Tasks for this exercise:
- 1) In the text on the Affordable Care Act, what percentage is given as the risk of needing long-term care?
- 2) Please extract the stretch from "The Affordable Care" through "who are unhappy." in the text on the Affordable Care Act.

The Affordable Care Act (technically, the Patient Protection and Affordable Care Act; ACA here) is confusing, to say the least. As employers, hospitals, doctors, patients and others (drug manufacturers?) sort things, disorientation will probably be the order of the day. As to investing, one should probably think about what companies and institutions will be rewarded by the act over the long haul. Clearly, people will not stop having conditions that require prescription drugs, and just as clearly, government will pay a bigger slice and some manufacturers will receive a bit less. Hospitals will continue to have patients, and people will visit doctors — although there is the threat of losing physicians who are unhappy.
There was a part of ACA that addressed long-term care, but it seems to have vanished. Benefits from the plan were hard to understand and did not seem to last long enough. Nevertheless, long-term care is a crushing need for seniors. Because of this risk — said to be 45%, so a huge risk in fact — many state governments, through partnership plans for people at or below certain income thresholds, offer good programs and forgive some "spend-down" asset accumulation. These state plans need more attention. The problem with attention by financial planners generally is that they gravitate toward well-to-do customers, and those who qualify for state partnership plans are hardly in that category.

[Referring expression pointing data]
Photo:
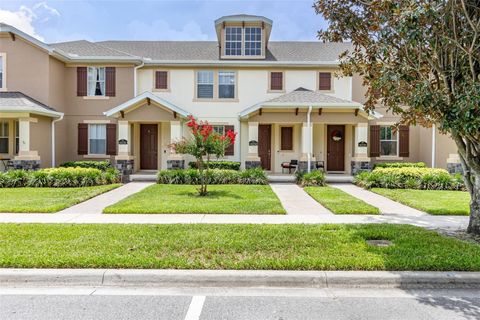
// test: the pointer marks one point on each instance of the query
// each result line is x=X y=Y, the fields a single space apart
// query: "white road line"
x=195 y=308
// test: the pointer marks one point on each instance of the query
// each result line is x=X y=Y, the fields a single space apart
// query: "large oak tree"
x=421 y=59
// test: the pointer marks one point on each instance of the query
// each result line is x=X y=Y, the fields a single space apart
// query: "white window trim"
x=3 y=55
x=397 y=140
x=97 y=155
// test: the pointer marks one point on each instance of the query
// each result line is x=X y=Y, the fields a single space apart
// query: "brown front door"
x=264 y=145
x=148 y=146
x=336 y=148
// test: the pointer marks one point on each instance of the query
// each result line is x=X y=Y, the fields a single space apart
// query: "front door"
x=264 y=145
x=336 y=148
x=148 y=146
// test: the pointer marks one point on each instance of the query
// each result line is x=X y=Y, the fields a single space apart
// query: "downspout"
x=309 y=151
x=135 y=69
x=53 y=139
x=434 y=151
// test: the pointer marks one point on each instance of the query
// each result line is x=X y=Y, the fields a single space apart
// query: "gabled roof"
x=145 y=96
x=15 y=101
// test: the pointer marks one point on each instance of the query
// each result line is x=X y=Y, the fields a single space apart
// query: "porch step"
x=144 y=176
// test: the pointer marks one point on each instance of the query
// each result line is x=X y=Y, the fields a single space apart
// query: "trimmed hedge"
x=58 y=178
x=399 y=165
x=222 y=165
x=314 y=178
x=215 y=176
x=100 y=165
x=410 y=178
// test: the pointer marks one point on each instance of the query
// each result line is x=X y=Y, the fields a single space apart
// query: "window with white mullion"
x=233 y=41
x=96 y=81
x=4 y=136
x=388 y=141
x=253 y=41
x=97 y=138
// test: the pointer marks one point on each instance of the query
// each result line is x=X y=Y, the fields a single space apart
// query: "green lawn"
x=46 y=199
x=437 y=202
x=167 y=198
x=340 y=202
x=201 y=246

Solutions to the exercise:
- 1) 45%

- 2)
The Affordable Care Act (technically, the Patient Protection and Affordable Care Act; ACA here) is confusing, to say the least. As employers, hospitals, doctors, patients and others (drug manufacturers?) sort things, disorientation will probably be the order of the day. As to investing, one should probably think about what companies and institutions will be rewarded by the act over the long haul. Clearly, people will not stop having conditions that require prescription drugs, and just as clearly, government will pay a bigger slice and some manufacturers will receive a bit less. Hospitals will continue to have patients, and people will visit doctors — although there is the threat of losing physicians who are unhappy.